Stored items:

• • •

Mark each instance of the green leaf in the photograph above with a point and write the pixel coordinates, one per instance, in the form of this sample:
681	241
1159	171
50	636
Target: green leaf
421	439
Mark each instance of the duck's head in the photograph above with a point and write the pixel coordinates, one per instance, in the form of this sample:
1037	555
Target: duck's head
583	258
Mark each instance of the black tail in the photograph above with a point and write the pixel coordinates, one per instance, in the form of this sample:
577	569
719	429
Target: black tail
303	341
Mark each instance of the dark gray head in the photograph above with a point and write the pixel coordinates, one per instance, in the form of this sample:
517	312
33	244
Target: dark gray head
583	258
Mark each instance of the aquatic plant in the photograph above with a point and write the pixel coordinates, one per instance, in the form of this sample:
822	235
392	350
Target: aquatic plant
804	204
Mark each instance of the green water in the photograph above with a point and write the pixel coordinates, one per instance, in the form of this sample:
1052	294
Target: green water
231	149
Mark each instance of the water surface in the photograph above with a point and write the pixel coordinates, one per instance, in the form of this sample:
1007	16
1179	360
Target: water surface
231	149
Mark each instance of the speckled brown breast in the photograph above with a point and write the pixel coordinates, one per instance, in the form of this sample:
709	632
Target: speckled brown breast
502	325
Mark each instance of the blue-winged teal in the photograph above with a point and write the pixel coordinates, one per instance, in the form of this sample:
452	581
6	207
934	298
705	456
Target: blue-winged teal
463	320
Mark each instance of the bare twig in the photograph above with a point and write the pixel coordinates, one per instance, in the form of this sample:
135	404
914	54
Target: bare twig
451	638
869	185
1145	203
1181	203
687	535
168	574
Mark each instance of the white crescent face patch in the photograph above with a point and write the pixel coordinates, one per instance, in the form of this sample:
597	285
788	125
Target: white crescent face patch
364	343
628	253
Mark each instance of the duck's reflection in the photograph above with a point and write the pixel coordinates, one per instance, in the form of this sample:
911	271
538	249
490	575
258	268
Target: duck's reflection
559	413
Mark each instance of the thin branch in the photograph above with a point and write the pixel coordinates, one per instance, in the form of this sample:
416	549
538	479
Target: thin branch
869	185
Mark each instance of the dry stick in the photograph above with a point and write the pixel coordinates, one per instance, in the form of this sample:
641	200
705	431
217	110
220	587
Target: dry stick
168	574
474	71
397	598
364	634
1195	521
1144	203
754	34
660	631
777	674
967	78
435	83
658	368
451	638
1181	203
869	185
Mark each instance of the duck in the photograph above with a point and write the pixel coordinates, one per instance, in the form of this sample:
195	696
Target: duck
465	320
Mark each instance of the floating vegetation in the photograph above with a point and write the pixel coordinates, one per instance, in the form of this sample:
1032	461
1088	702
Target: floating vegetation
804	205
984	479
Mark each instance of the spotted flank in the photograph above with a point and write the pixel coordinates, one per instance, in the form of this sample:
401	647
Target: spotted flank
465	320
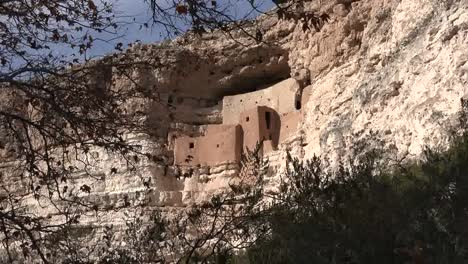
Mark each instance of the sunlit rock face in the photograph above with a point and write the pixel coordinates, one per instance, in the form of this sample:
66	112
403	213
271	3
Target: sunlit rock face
387	72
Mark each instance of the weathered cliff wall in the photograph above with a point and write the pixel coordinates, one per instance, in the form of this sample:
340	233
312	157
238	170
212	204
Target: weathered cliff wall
395	70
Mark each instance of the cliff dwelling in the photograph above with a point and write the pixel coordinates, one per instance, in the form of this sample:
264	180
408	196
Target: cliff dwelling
267	116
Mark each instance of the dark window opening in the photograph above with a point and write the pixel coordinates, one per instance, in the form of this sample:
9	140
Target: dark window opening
268	119
298	104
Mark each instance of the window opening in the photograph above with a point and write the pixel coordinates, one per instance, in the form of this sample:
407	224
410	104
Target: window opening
268	119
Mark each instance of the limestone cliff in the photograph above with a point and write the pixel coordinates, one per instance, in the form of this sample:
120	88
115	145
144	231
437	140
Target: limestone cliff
393	70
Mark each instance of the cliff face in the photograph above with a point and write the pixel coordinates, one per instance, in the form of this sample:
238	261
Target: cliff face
393	71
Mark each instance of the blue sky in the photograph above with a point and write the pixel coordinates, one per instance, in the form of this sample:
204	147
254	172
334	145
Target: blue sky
127	10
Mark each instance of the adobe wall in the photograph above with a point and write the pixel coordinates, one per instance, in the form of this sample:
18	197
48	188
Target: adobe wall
260	123
280	97
289	124
221	143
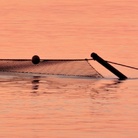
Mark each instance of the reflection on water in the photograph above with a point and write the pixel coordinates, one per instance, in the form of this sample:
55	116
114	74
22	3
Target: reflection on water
67	107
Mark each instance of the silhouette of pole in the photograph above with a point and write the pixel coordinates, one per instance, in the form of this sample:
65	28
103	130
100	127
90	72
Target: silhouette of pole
108	66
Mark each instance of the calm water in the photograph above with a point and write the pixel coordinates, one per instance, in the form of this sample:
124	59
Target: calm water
39	107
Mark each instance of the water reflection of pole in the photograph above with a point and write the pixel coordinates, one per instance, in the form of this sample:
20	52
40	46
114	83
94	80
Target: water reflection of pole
105	90
35	83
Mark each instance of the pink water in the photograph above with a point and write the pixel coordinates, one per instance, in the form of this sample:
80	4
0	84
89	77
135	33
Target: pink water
66	107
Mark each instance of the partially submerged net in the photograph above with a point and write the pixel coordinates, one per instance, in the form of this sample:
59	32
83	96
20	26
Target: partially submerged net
79	67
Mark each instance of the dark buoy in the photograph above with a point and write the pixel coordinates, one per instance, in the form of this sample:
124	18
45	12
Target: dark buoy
35	59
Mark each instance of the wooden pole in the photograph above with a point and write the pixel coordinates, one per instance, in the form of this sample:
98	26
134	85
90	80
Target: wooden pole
108	66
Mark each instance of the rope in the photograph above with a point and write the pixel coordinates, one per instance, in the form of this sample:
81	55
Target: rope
123	65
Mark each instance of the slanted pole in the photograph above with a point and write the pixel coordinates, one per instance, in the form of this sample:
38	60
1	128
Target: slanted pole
108	66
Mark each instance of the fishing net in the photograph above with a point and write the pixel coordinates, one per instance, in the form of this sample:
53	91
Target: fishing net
80	67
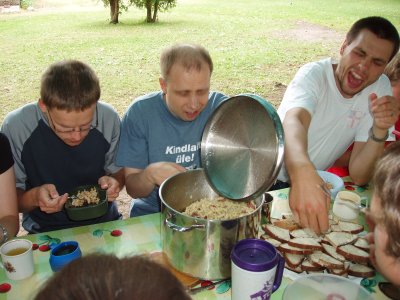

• • •

— GOAL —
Filter the data above down to the lines containing the string "tail", copying each one unchanged; the match is case-sensitive.

— RESULT —
Mark each instance of the black tail in the photograph above with a point and write the pixel coordinates, one per instance, in the form of this sample:
Target: black tail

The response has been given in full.